[Dataset entries]
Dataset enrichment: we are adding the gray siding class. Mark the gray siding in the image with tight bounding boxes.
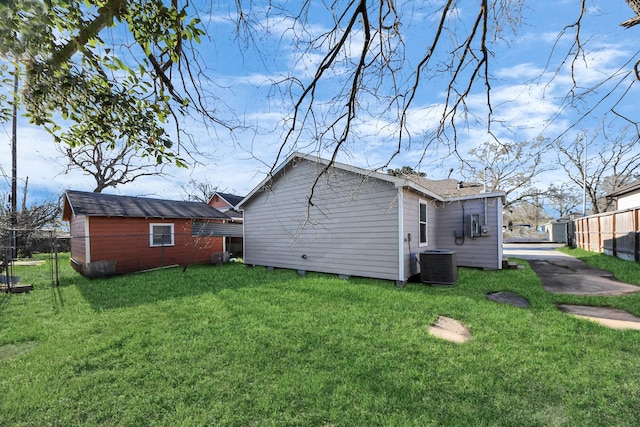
[401,189,438,278]
[435,197,503,269]
[243,159,401,281]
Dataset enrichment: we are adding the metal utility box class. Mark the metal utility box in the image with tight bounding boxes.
[419,249,457,285]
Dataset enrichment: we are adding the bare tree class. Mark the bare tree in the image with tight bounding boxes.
[181,179,219,203]
[0,180,61,256]
[1,0,638,187]
[464,139,552,210]
[543,183,582,218]
[557,128,640,214]
[61,141,166,193]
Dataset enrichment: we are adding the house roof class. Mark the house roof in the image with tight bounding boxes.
[62,190,229,221]
[605,180,640,198]
[400,175,489,199]
[211,192,245,207]
[237,152,505,208]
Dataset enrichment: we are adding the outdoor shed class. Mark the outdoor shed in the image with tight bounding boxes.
[62,190,231,277]
[237,153,505,285]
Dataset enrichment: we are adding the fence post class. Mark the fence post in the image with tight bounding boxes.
[612,212,617,258]
[635,208,639,263]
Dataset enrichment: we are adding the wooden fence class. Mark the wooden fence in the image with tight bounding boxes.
[574,208,640,262]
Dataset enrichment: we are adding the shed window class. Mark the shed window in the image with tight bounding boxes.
[419,200,428,246]
[150,223,174,247]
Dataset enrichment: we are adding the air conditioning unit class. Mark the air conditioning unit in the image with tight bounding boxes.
[419,249,457,285]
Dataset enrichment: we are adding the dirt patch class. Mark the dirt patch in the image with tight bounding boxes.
[0,341,39,361]
[13,260,45,266]
[428,316,471,343]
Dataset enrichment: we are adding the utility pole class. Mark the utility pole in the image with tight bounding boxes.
[10,67,18,259]
[582,135,587,217]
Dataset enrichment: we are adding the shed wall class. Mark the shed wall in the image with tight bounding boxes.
[435,197,503,269]
[83,217,223,274]
[242,158,401,281]
[618,191,640,210]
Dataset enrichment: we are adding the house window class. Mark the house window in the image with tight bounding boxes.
[150,223,174,247]
[419,200,428,246]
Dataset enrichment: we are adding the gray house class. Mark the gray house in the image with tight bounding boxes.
[237,153,505,284]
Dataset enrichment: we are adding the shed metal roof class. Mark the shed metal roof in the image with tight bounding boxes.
[63,190,229,220]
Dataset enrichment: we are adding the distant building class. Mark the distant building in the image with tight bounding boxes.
[606,180,640,210]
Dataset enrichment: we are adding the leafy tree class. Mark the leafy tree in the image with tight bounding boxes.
[0,0,205,166]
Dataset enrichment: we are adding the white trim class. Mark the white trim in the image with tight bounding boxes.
[84,216,91,263]
[398,188,404,282]
[418,199,428,247]
[241,213,246,262]
[149,223,175,247]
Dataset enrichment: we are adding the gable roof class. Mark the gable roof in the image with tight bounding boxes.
[237,152,504,208]
[211,192,244,207]
[62,190,229,221]
[605,180,640,198]
[400,175,490,199]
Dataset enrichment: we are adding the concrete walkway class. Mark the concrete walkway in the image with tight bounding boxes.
[503,243,640,296]
[503,242,640,329]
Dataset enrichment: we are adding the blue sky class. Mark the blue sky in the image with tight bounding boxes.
[0,0,638,208]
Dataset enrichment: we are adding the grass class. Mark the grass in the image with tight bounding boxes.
[1,253,640,426]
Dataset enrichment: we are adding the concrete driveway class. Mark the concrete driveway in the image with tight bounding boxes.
[503,242,640,296]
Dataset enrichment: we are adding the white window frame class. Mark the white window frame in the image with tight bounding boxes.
[419,199,428,247]
[149,223,175,247]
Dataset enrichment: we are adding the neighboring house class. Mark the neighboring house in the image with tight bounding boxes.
[606,180,640,210]
[208,191,245,258]
[209,192,244,211]
[237,153,506,285]
[62,190,230,277]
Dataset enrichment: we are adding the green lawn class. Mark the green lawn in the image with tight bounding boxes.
[2,253,640,426]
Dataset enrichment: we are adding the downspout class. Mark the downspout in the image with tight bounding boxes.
[397,188,404,284]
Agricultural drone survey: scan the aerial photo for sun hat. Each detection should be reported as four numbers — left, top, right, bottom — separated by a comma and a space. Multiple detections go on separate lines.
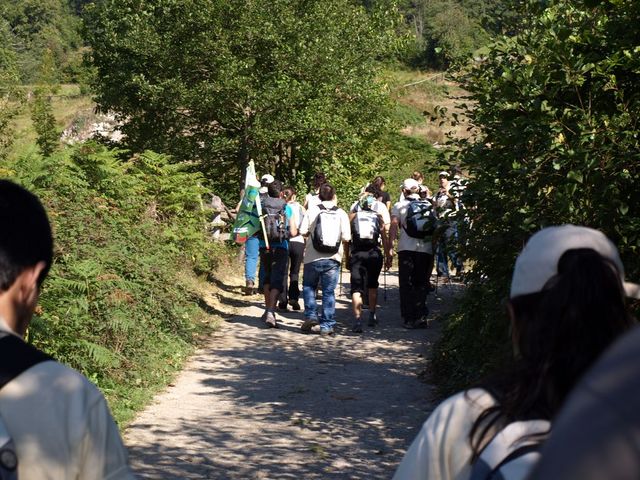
510, 225, 640, 299
402, 178, 420, 192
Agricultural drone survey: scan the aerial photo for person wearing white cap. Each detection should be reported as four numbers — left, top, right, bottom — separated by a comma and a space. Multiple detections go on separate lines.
386, 178, 435, 328
393, 225, 638, 480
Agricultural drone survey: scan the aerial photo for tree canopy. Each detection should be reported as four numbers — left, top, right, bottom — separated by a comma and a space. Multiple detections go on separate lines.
84, 0, 402, 200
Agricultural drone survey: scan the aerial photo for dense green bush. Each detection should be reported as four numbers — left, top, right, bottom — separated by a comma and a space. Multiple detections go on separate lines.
435, 0, 640, 393
6, 143, 226, 423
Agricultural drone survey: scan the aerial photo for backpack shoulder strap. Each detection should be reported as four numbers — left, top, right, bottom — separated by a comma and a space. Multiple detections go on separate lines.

Exercise brief:
Retype the data above exactly. Do not carry over any images.

Finished exercise:
Dataset enrichment: we are adding the gray siding class. Mark the gray siding in the image with tight bounding boxes.
[401,189,438,278]
[435,197,503,269]
[243,159,401,281]
Dataset enrichment: we are adding the metal utility box class. Mark the metal utility box in the image with tight bounding boxes.
[419,249,457,285]
Dataset enrichment: we are adding the bare tree class. Mark the bare tree in the image with tight bounding boxes.
[181,179,219,203]
[0,180,61,256]
[1,0,638,187]
[464,139,552,210]
[543,183,582,218]
[557,128,640,214]
[61,141,166,193]
Dataset enrichment: we are adding the house roof class. Mark the house roof in the image with tight bounding boxes.
[62,190,229,221]
[605,180,640,198]
[400,175,489,199]
[211,192,245,207]
[237,152,505,208]
Dataset enrichment: we are adding the outdoor shed class. Mark the outdoor shed in the image with tight bounding boxes.
[62,190,231,277]
[237,153,505,285]
Dataset enrichment: we are adding the fence post class. Mark the fence post in the image with tight bounding boxes.
[612,212,617,258]
[635,208,639,263]
Dataset enrichment: we are adding the wooden fence class. Mark the wooden fence in the image with tight bounding boxes.
[574,208,640,262]
Dataset enrichment: we are adding the shed window class. Mark the shed window in the image with tight bounding boxes.
[419,200,428,246]
[150,223,174,247]
Dataset enrichment: we are adding the air conditioning unit class. Mark the air conditioning unit in the image with tight bounding boxes.
[419,249,457,285]
Dataset enrichment: we are adding the dirt patch class. Mark the dirt patch in the image with tight bounding boxes.
[0,341,39,361]
[13,260,45,266]
[428,316,471,343]
Dataset enrichment: we are adding the utility pole class. Mark the utility pole in the image with tight bounding boxes.
[10,67,18,259]
[582,135,587,217]
Dataset enrichment: we are adding the shed wall class. Mark the shed wall in the image with tight bounding boxes.
[435,197,503,269]
[83,217,223,274]
[242,158,401,281]
[618,191,640,210]
Dataset enrichment: we are adding the house window class. Mark the house window in the image with tight bounding boxes.
[150,223,174,247]
[419,200,428,246]
Dataset enrichment: we are adding the gray house class. Mark the gray house in the image with tight bounding boxes.
[237,153,505,284]
Dataset enrichment: we are adding the shed metal roof class. Mark the shed metal roof in the image with tight bounding boxes.
[63,190,229,220]
Dataset enrichment: we are adding the distant building class. Mark the distant building in the image with tight bounding boxes.
[606,180,640,210]
Dataset enrichment: we are adding the leafy tree class. Mark the leafy tree in the image with tight bounding boxes.
[0,0,205,166]
Dataset enrichment: we are adding the white trim class. Mark the white trim in the image with tight bounding boxes.
[84,216,91,263]
[398,188,404,282]
[418,199,428,247]
[241,213,246,262]
[149,223,175,247]
Dataset enrichment: we are adding the gable roof class. Mark the gable roof in the image with tight bounding boxes.
[237,152,504,208]
[211,192,244,207]
[62,190,229,221]
[605,180,640,198]
[400,175,490,199]
Dataset enrichment: we are adding the concrete walkway class. Mark the concrete walkway in the image with tight bounding boxes.
[503,243,640,296]
[503,242,640,329]
Dataset enrichment: we are adding the blue sky class. Mark the blue sky in the image with tight bounding boxes.
[0,0,638,208]
Dataset enrichment: we are adding the grass class. Mark the grass in the image with tight bounding boxes.
[1,253,640,426]
Dataset enrichment: we are adding the concrete driveway class. Mark the concrete driveway in the image with tight bounding boxes.
[503,242,640,296]
Dataset enrichment: we are adding the white window frame class. Mark the white window frame in the image with tight bounding boxes.
[419,199,428,247]
[149,223,175,247]
Dataset enrichment: we are adding the neighboring house class. Mark the neighboring house in the image with tight bounding boxes.
[606,180,640,210]
[208,191,245,258]
[209,192,244,211]
[237,153,506,285]
[62,190,230,277]
Dataset enrichment: we are adding the green lawn class. Mark the green lawn in the image with tight bounding boxes.
[2,253,640,426]
Dataset enrichment: we are adding the downspout class. Mark the downspout in the image with tight bounding boxes.
[397,188,404,284]
Agricultural drone survey: scan the aerial photo for sun hat. Each detection should be reported as four numbers — left, top, right, bottom — separated by a comma and a space. Multiple detections go on separate lines.
510, 225, 640, 299
402, 178, 420, 192
Agricultural drone survey: scan the aerial photo for person wearing white cap. Each detection should be reported as four numbers — left, top, right, bottom — separated by a comma and a space. Multiple detections go on separate lines.
386, 178, 435, 328
393, 225, 638, 480
Agricultural drone survey: scan the aerial photo for tree canopy. Each detection should be reported as four numbers — left, top, right, bottom — separated by a comma and a space. Multiple detections go on separate lines.
84, 0, 402, 200
Agricultural drone survey: scan the aerial photo for dense green bush. Each detection should be reported as four numbers — left, top, right, bottom — separated by a comma and a space. Multiple detections go on separate lines.
435, 0, 640, 393
6, 143, 226, 423
Agricultural drone survey: scan the aerial photo for backpack shoulder strap. Each detection should be reported as four numbers — left, top, right, bottom — separated by a comma and a space. Multiple detections go on separate lines.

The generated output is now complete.